I felt hopeful that the re-establishment of diplomatic, trade and cultural relations that seemed imminent could support positive trends in both our countries, the Asia region and the world. This was a sense reinforced by the nocturnal discussion magisterially presided over by Zhou Enlai (周恩來) in the presence of other Chinese leaders. Knowing of my interest in Japan and my recent book, “Open Secret: The Kissinger-Nixon Doctrine in Asia,” our hosts arranged several opportunities to speak with Chinese specialists on Japan and on US-China-Japan relations, at a time when these relations all seemed to be in flux. Chinese international relations specialists were deeply concerned about the revival of Japanese militarism at the time, even more, apparently, than they were about American militarism.

My own thinking centered rather on Japan’s postwar subordination to US power under the AMPO framework, and the uses and abuses of US base expansion and multiple Asian wars. But we shared a sense that Japan then (as now) had yet to fully come to terms with the crimes committed during the invasion and occupation of China and much of Asia. The discussions helped me to understand the deep legacy of the China-Japan War in framing China’s international perspective and to think in fresh ways about the prospects for US-China relations.

On the other hand, I shared with Mirsky and others in our group the disappointment that our Chinese hosts blocked our attempts to arrange a visit to the North Vietnamese Embassy to discuss the ongoing US-Indochina War. This underscored what we knew prior to the trip: that China-DRV relations were deeply troubled, the conflict rooted not only in the longue durée of China-Vietnam relations but also in the China-Soviet rift.

(Saved entries)
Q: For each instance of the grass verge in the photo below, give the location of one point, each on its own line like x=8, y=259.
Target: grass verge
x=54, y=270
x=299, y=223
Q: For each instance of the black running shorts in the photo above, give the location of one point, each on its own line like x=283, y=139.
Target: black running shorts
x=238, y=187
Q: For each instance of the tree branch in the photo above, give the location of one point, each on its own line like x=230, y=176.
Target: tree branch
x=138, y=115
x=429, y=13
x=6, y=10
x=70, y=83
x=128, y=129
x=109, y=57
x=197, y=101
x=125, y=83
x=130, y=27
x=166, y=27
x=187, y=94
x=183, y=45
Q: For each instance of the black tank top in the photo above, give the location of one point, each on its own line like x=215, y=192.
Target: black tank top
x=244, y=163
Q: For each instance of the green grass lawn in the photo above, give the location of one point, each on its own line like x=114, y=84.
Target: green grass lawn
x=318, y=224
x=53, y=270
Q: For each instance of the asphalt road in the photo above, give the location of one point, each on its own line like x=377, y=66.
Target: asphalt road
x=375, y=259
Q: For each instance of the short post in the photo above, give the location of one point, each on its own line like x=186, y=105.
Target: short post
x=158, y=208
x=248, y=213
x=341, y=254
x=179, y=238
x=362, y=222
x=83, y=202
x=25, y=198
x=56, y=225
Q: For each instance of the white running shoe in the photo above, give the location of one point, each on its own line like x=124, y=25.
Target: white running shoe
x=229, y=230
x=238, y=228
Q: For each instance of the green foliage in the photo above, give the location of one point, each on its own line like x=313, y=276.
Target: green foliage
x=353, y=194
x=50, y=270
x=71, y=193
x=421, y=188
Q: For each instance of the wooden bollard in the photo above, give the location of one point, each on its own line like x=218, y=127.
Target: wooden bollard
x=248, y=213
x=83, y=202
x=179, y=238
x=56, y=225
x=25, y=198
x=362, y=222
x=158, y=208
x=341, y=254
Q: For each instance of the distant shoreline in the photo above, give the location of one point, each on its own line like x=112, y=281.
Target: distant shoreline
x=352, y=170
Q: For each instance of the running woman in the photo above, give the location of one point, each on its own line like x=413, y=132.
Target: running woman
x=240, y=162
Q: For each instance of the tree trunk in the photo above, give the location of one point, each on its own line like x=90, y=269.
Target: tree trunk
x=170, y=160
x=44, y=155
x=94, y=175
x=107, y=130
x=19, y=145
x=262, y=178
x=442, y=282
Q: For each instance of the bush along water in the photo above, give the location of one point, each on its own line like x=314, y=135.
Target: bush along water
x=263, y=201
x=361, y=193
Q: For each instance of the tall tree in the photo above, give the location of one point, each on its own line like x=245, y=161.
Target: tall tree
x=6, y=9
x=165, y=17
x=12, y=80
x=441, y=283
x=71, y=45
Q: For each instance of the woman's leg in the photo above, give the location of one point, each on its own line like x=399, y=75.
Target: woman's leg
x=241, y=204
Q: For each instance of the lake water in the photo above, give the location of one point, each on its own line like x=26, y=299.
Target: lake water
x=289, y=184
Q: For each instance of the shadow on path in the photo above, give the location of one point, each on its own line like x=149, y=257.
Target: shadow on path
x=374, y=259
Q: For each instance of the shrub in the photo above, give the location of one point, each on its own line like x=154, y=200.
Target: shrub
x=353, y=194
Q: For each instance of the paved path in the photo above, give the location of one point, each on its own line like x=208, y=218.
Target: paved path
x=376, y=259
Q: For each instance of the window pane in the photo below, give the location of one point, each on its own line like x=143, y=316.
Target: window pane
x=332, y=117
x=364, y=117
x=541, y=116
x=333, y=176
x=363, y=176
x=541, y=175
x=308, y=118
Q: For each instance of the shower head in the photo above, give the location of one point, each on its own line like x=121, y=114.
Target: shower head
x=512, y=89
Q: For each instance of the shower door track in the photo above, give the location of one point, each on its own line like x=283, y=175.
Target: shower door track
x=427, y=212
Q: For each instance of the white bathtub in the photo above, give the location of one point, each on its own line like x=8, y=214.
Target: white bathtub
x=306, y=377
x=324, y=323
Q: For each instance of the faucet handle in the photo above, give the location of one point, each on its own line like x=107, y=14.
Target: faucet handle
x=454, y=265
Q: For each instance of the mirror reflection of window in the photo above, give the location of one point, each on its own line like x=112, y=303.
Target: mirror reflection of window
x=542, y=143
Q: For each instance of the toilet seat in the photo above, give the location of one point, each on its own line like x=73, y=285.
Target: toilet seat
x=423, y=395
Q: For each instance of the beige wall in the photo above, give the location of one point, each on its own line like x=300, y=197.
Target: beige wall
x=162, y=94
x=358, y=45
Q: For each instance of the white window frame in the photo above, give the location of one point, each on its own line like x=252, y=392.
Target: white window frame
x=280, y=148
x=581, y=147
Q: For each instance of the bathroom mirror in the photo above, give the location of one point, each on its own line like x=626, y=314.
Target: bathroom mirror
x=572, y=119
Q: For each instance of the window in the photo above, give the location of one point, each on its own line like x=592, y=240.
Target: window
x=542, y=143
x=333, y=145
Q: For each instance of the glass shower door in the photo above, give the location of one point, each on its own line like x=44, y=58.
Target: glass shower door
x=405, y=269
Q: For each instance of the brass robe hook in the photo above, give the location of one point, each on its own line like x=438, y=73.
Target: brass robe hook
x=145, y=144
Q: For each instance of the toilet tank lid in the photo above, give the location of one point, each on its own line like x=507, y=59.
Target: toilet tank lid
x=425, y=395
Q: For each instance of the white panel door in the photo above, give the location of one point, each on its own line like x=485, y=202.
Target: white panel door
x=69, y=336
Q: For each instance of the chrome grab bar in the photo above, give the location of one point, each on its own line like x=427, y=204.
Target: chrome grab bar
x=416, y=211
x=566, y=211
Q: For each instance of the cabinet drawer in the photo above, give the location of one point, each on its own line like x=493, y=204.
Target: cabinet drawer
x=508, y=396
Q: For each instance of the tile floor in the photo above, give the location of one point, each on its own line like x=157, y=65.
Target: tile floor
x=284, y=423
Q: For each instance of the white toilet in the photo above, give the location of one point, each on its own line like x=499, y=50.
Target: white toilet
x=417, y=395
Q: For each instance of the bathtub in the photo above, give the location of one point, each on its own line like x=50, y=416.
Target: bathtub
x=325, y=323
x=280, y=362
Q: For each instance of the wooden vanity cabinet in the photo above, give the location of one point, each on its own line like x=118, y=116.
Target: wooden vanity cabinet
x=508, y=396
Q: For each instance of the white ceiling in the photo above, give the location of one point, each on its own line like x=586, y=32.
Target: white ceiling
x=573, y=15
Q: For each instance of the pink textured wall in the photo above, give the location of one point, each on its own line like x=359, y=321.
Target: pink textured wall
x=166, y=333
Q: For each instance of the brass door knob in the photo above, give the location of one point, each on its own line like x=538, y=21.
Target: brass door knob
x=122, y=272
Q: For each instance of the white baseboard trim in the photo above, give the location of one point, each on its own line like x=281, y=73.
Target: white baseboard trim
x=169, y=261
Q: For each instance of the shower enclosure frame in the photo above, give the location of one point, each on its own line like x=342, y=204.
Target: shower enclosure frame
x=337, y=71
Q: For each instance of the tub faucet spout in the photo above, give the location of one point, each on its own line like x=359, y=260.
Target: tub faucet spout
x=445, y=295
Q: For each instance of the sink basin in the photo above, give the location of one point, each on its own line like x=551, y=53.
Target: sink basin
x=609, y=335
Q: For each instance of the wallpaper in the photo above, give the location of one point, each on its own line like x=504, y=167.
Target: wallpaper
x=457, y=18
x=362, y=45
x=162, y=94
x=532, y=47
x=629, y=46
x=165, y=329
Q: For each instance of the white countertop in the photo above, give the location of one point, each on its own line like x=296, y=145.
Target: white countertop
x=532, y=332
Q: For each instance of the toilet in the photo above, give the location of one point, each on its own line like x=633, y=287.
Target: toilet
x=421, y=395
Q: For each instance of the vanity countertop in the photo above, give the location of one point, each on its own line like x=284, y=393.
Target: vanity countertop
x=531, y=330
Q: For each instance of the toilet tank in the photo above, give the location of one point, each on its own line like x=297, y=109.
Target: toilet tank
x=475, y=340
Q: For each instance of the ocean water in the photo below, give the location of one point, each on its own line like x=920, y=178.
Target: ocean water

(Set problem 1)
In the passage about the visit to China, why did the hosts arrange several opportunities to speak with Chinese specialists on Japan? Answer in one to three sentences.
(Set problem 2)
Convert the saved entries, from their first line through the line that contains "x=183, y=45", into a numbered list, skipping any blank lines.

(Full output 1)
The hosts knew of the writer's interest in Japan and of the recent book "Open Secret: The Kissinger-Nixon Doctrine in Asia." For that reason they arranged talks with Chinese specialists on Japan and on US-China-Japan relations, which all seemed to be in flux at the time.

(Full output 2)
1. Q: For each instance of the grass verge in the photo below, give the location of one point, each on its own line like x=8, y=259.
2. Target: grass verge
3. x=54, y=270
4. x=299, y=223
5. Q: For each instance of the black running shorts in the photo above, give the location of one point, each on its own line like x=283, y=139.
6. Target: black running shorts
7. x=238, y=187
8. Q: For each instance of the tree branch in the photo above, give the location of one point, each on its own line like x=230, y=176.
9. Target: tree branch
10. x=138, y=115
11. x=429, y=13
12. x=6, y=10
13. x=70, y=83
14. x=128, y=129
15. x=109, y=57
16. x=197, y=101
17. x=125, y=83
18. x=130, y=27
19. x=166, y=27
20. x=187, y=94
21. x=183, y=45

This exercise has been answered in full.